### [Problem requirements]
Could you recast the entries, from the start through the line with "box: [0, 225, 888, 675]", as a Markdown table with the columns Row and Line, omitting blank lines and the pictures?

==========

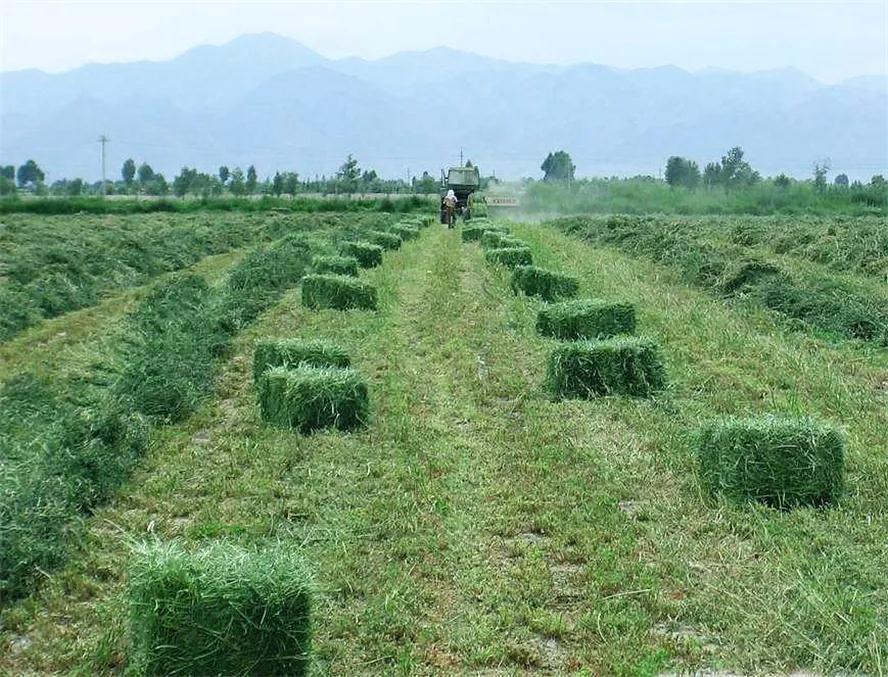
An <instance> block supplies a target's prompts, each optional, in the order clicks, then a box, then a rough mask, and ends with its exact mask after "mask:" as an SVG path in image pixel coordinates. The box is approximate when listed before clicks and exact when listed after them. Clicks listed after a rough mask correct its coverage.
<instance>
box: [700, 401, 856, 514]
mask: <svg viewBox="0 0 888 677" xmlns="http://www.w3.org/2000/svg"><path fill="white" fill-rule="evenodd" d="M844 448H845V443H844V438H843V435H842V433H841V432H840V431H839V430H838V429H837V428H835V427H833V426H830V425H827V424H823V423H819V422H817V421H814V420H812V419H789V418H780V417H776V416H766V417H762V418H752V419H725V420H721V421H716V422H713V423H710V424H709V425H707V426H705V427H703V428H702V430H701V431H700V432H699V434H698V437H697V454H698V458H699V461H700V477H701V481H702V484H703V486H704V487H705V488H706V489H707V490H708V491H710V492H711V493H720V494H723V495H725V496H727V497H728V498H731V499H734V500H739V501H745V500H751V501H761V502H763V503H766V504H768V505H772V506H775V507H780V508H790V507H795V506H800V505H823V504H827V503H830V502H832V501H834V500H835V499H836V498H838V496H839V494H840V493H841V490H842V484H843V479H844Z"/></svg>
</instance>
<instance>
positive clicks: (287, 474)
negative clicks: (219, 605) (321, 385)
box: [0, 225, 888, 675]
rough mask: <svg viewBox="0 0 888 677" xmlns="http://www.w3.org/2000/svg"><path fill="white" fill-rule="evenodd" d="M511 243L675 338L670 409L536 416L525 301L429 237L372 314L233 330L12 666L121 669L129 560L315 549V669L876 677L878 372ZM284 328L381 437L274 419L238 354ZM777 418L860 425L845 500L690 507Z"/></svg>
mask: <svg viewBox="0 0 888 677" xmlns="http://www.w3.org/2000/svg"><path fill="white" fill-rule="evenodd" d="M513 230H514V231H515V232H516V234H517V235H518V236H519V237H521V238H522V239H525V240H527V241H528V242H529V243H530V245H531V247H532V249H533V250H534V257H535V258H536V259H537V260H538V261H539V262H540V263H541V264H542V265H546V266H548V267H551V268H555V269H560V270H566V271H568V272H572V273H574V274H577V275H579V276H580V277H581V279H582V283H583V289H584V293H585V294H587V295H601V296H604V297H607V298H616V297H619V298H626V299H627V300H630V301H633V302H635V303H636V304H637V305H638V309H639V319H640V329H641V330H642V331H643V332H645V333H650V334H653V335H655V336H657V337H658V338H659V340H660V341H661V342H662V343H663V345H664V352H665V355H666V358H667V367H668V371H669V374H670V380H671V381H672V385H671V386H670V388H669V389H668V391H667V392H666V393H664V394H663V395H662V396H660V397H657V398H655V399H653V400H631V399H624V398H603V399H600V400H596V401H592V402H565V403H553V402H550V401H548V400H547V399H546V397H545V395H544V393H543V391H542V388H541V383H542V380H543V374H544V371H545V359H546V355H547V353H548V351H549V350H550V348H551V346H552V343H551V342H549V341H547V340H544V339H541V338H539V337H538V336H536V334H535V332H534V328H533V326H534V320H535V313H536V308H537V307H538V304H537V302H535V301H532V300H528V299H526V298H524V297H516V296H514V295H513V294H512V292H511V291H510V290H509V285H508V277H507V274H506V273H505V271H502V270H497V269H492V268H490V267H488V266H487V265H486V264H485V263H484V260H483V255H482V252H481V251H480V250H479V249H478V247H477V246H476V245H466V244H463V243H461V242H460V238H459V232H458V231H447V230H445V229H442V228H440V227H438V226H432V227H431V228H430V229H428V230H425V231H423V234H422V235H421V237H420V239H419V240H418V241H414V242H409V243H405V245H404V246H403V248H402V249H401V250H400V251H397V252H390V253H387V254H386V257H385V259H386V260H385V263H384V265H383V266H382V267H380V268H378V269H374V270H371V271H364V272H362V277H364V278H366V279H368V280H370V281H372V282H374V283H375V284H376V285H377V287H378V289H379V292H380V310H379V312H377V313H365V312H347V313H341V312H335V311H322V312H312V311H308V310H306V309H305V308H303V307H302V306H301V305H300V303H299V296H298V290H297V291H293V292H291V293H289V294H287V295H286V296H285V297H284V299H283V300H282V301H281V302H280V303H279V304H278V305H277V306H275V307H274V308H273V309H271V310H270V311H269V312H267V313H266V314H265V315H264V316H263V317H262V318H261V320H260V321H259V322H257V324H256V325H255V326H253V327H252V328H250V329H249V330H248V331H246V332H245V333H244V334H243V335H241V336H239V337H238V340H237V347H236V353H235V356H234V357H233V359H232V360H231V362H230V363H229V364H228V365H227V367H226V369H225V371H224V374H223V376H222V378H221V381H220V386H219V392H218V398H217V399H216V400H215V401H214V402H212V403H209V404H207V406H205V407H204V408H203V409H202V410H201V411H199V412H198V413H197V414H196V415H195V416H193V417H192V418H191V419H189V420H188V421H187V422H186V423H185V424H183V425H181V426H175V427H170V428H167V429H164V430H160V431H158V433H157V434H156V437H155V440H154V442H153V445H152V452H151V454H150V456H149V458H148V459H147V460H146V463H145V465H144V467H143V468H142V469H141V470H140V471H139V472H138V473H136V474H135V475H134V476H133V479H132V480H131V481H130V483H129V484H128V485H127V486H126V487H125V488H124V489H123V490H122V491H121V492H120V497H119V498H118V499H117V500H116V501H115V502H113V503H112V504H110V505H109V506H107V507H106V508H104V509H102V510H101V511H99V512H98V513H97V514H96V515H95V516H94V518H93V519H92V526H91V528H90V531H89V534H88V537H87V538H86V539H85V540H84V543H83V544H82V545H81V548H80V550H79V552H78V554H77V555H75V556H74V557H73V558H72V561H71V564H70V565H69V566H68V567H67V568H66V569H65V570H63V571H62V572H60V573H59V574H57V575H56V576H54V577H53V579H52V580H51V581H49V582H48V583H47V585H46V586H45V587H44V589H43V590H42V591H41V593H40V594H38V595H36V596H34V597H33V598H31V599H29V600H26V601H24V602H23V603H21V604H19V605H17V606H16V607H14V608H13V609H12V610H10V611H9V612H7V613H6V614H5V615H4V617H3V624H4V629H3V633H4V635H3V640H4V641H5V642H6V643H7V644H9V643H10V642H12V643H15V644H14V651H11V652H8V654H7V655H6V657H2V658H0V670H3V669H6V670H8V671H10V672H11V673H13V674H28V673H34V674H40V673H45V672H51V671H57V672H77V671H81V672H82V673H83V674H90V673H108V672H116V671H119V670H121V669H122V668H123V667H124V666H125V655H126V650H127V646H126V639H125V636H126V634H125V623H126V613H125V606H124V596H123V585H124V576H123V572H124V571H125V568H126V562H127V559H128V556H129V546H130V544H131V543H132V542H135V541H140V540H144V539H152V538H164V539H168V538H179V539H182V540H184V541H185V542H186V543H189V544H194V545H197V544H200V543H202V542H206V541H207V540H208V539H220V538H224V539H228V540H231V541H234V542H240V543H245V544H251V543H262V542H266V541H287V542H290V543H292V544H293V545H294V546H295V547H299V548H301V549H302V551H303V552H304V554H305V557H306V560H307V562H308V563H309V566H310V567H311V569H312V570H313V571H314V572H315V581H316V585H317V588H318V602H317V606H316V614H315V642H314V653H315V666H314V669H315V673H316V674H331V675H341V674H379V673H404V674H407V673H409V674H450V673H473V674H475V673H479V672H481V673H487V674H514V673H516V672H518V673H523V672H536V673H552V674H560V673H565V672H572V671H574V670H578V669H583V668H585V669H586V670H587V671H588V673H589V674H618V675H645V674H651V675H653V674H657V673H658V672H661V671H663V670H666V669H667V667H670V666H679V667H681V666H699V665H702V664H710V665H711V664H715V665H722V666H727V667H730V668H734V669H737V670H749V671H762V670H768V671H780V670H789V669H793V668H796V667H810V668H814V669H818V670H822V671H824V672H830V671H834V670H836V669H849V670H864V671H866V672H869V673H870V674H879V670H880V669H881V668H880V667H879V666H880V665H884V663H883V662H881V661H883V656H885V655H886V654H888V631H886V627H885V624H884V620H883V619H884V618H885V617H886V613H885V612H886V611H888V599H886V597H885V595H884V588H883V587H880V586H881V581H882V580H883V574H882V573H881V572H883V571H884V570H885V569H886V568H888V562H886V561H885V560H886V554H885V552H884V547H883V546H882V544H883V543H884V542H885V540H886V537H888V523H886V520H885V517H886V516H885V514H884V510H883V508H882V505H883V503H884V500H883V497H884V493H885V492H886V491H888V463H886V459H885V458H884V455H879V454H875V453H873V450H878V449H884V448H885V447H886V443H888V440H886V432H885V431H886V430H888V407H886V406H885V401H884V399H881V398H883V397H884V395H881V394H879V393H880V391H879V388H880V387H881V386H880V385H879V384H881V383H883V380H884V378H885V375H886V373H888V360H886V358H885V357H884V356H883V355H882V354H881V353H876V352H865V351H863V349H860V350H857V349H854V348H851V347H848V348H835V347H825V346H824V345H822V344H820V343H818V342H816V341H815V340H813V339H810V338H806V337H804V336H800V335H794V334H787V333H786V332H784V331H782V330H780V329H779V328H777V326H776V325H775V324H774V323H773V322H772V321H771V320H770V318H768V317H767V316H766V315H764V314H761V313H758V314H756V313H754V312H751V311H750V312H747V311H746V310H743V309H739V310H738V309H731V308H727V307H725V306H724V304H722V303H720V302H719V301H715V300H713V299H711V298H707V297H705V296H704V295H703V294H701V293H698V292H695V291H693V290H690V289H688V288H686V287H683V286H681V285H679V284H677V283H676V281H675V279H674V278H672V277H670V276H669V274H668V273H665V272H664V271H662V270H661V269H658V268H657V267H655V266H652V265H648V264H645V263H642V262H638V261H632V260H630V259H628V258H626V257H623V256H621V255H619V254H615V253H613V252H609V251H607V250H596V249H592V248H590V247H588V246H586V245H583V244H581V243H579V242H577V241H574V240H571V239H570V238H568V237H566V236H564V235H562V234H559V233H557V232H555V231H554V230H551V229H548V228H545V227H540V226H532V225H516V226H514V228H513ZM275 336H280V337H284V336H306V337H319V338H328V339H332V340H335V341H337V342H338V343H340V344H341V345H343V346H344V347H345V348H347V349H348V350H349V352H350V354H351V355H352V358H353V362H354V366H355V367H356V368H357V369H358V370H360V371H361V372H362V373H363V374H365V375H366V376H367V377H368V379H369V380H370V384H371V399H372V406H373V421H372V423H371V425H370V426H369V428H368V429H367V430H365V431H362V432H359V433H352V434H341V433H320V434H316V435H313V436H309V437H303V436H300V435H297V434H295V433H292V432H289V431H282V430H277V429H274V428H269V427H266V426H263V425H262V424H261V422H260V420H259V416H258V411H257V409H256V405H255V395H254V391H253V385H252V381H251V378H252V377H251V359H252V349H253V346H254V344H255V342H256V341H257V340H259V339H262V338H266V337H275ZM792 406H796V407H798V408H799V409H803V410H805V411H811V412H813V413H816V414H818V415H821V416H824V417H828V418H831V419H833V420H837V421H839V422H841V423H843V424H845V425H846V426H847V427H848V430H849V457H850V474H849V483H850V485H851V486H852V487H853V490H852V491H851V492H850V495H849V497H848V498H847V500H846V501H844V502H843V504H842V505H840V506H839V507H838V508H836V509H834V510H832V511H828V512H825V513H820V512H818V511H813V510H812V511H795V512H793V513H788V514H780V513H776V512H775V511H771V510H767V509H758V508H733V507H730V506H724V505H717V504H713V503H711V502H707V501H704V500H703V499H702V497H701V496H700V494H699V490H698V489H697V484H696V481H695V479H694V472H693V459H692V456H691V454H690V453H689V445H690V440H689V437H688V431H689V430H690V429H692V428H693V426H694V425H695V424H696V423H697V422H699V421H701V420H705V419H706V418H707V417H708V416H711V415H713V414H717V413H741V412H743V411H761V410H762V409H771V408H779V409H781V410H786V409H788V408H791V407H792ZM812 543H813V544H815V545H814V546H812V545H811V544H812Z"/></svg>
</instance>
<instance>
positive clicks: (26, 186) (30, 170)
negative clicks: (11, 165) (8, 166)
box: [16, 160, 45, 188]
mask: <svg viewBox="0 0 888 677" xmlns="http://www.w3.org/2000/svg"><path fill="white" fill-rule="evenodd" d="M16 178H17V179H18V182H19V186H21V187H22V188H26V187H33V188H36V186H37V184H40V183H43V179H44V178H45V175H44V174H43V170H42V169H40V167H39V166H38V165H37V163H36V162H34V161H33V160H28V161H27V162H26V163H25V164H23V165H22V166H21V167H19V168H18V172H17V173H16Z"/></svg>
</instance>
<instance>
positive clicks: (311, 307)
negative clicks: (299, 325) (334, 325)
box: [302, 275, 376, 310]
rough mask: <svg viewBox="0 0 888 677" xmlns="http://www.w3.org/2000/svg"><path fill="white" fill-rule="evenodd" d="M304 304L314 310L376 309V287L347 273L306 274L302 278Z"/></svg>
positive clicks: (306, 306) (371, 284) (303, 301)
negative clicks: (337, 274)
mask: <svg viewBox="0 0 888 677" xmlns="http://www.w3.org/2000/svg"><path fill="white" fill-rule="evenodd" d="M302 304H303V305H304V306H305V307H307V308H312V309H314V310H319V309H321V308H332V309H334V310H349V309H350V308H357V309H359V310H376V287H374V286H373V285H372V284H370V283H369V282H364V281H363V280H359V279H357V278H354V277H349V276H347V275H306V276H305V277H303V278H302Z"/></svg>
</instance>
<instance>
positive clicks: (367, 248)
mask: <svg viewBox="0 0 888 677" xmlns="http://www.w3.org/2000/svg"><path fill="white" fill-rule="evenodd" d="M342 253H343V254H344V255H345V256H352V257H354V258H356V259H357V260H358V265H359V266H361V268H375V267H376V266H378V265H381V264H382V247H380V246H379V245H378V244H373V243H372V242H345V243H343V245H342Z"/></svg>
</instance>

==========

### [Result of this task]
| Row | Line |
|---|---|
| 1 | An <instance> block supplies a target's prompts, each optional, in the order clicks, then a box, then a rough mask, and ends with its exact mask after "mask:" as an SVG path in image pixel coordinates. The box is approximate when listed before clicks and exact when listed after them. Clicks listed after a rough mask correct its coverage. |
| 2 | <instance> |
| 3 | box: [700, 401, 856, 514] |
| 4 | mask: <svg viewBox="0 0 888 677" xmlns="http://www.w3.org/2000/svg"><path fill="white" fill-rule="evenodd" d="M844 448H845V443H844V438H843V435H842V433H841V432H840V431H839V430H838V429H837V428H835V427H833V426H830V425H827V424H823V423H819V422H817V421H814V420H812V419H789V418H780V417H776V416H766V417H762V418H752V419H725V420H721V421H716V422H713V423H710V424H709V425H707V426H705V427H703V428H702V430H701V431H700V432H699V434H698V437H697V454H698V458H699V461H700V477H701V481H702V484H703V486H704V487H705V488H706V489H707V490H708V491H710V492H711V493H720V494H723V495H725V496H727V497H728V498H731V499H734V500H739V501H745V500H751V501H761V502H763V503H766V504H768V505H772V506H775V507H780V508H790V507H795V506H800V505H823V504H827V503H830V502H832V501H834V500H835V499H836V498H838V496H839V494H840V493H841V490H842V484H843V479H844Z"/></svg> |
| 5 | </instance> |
| 6 | <instance> |
| 7 | positive clicks: (287, 474) |
| 8 | negative clicks: (219, 605) (321, 385) |
| 9 | box: [0, 225, 888, 675] |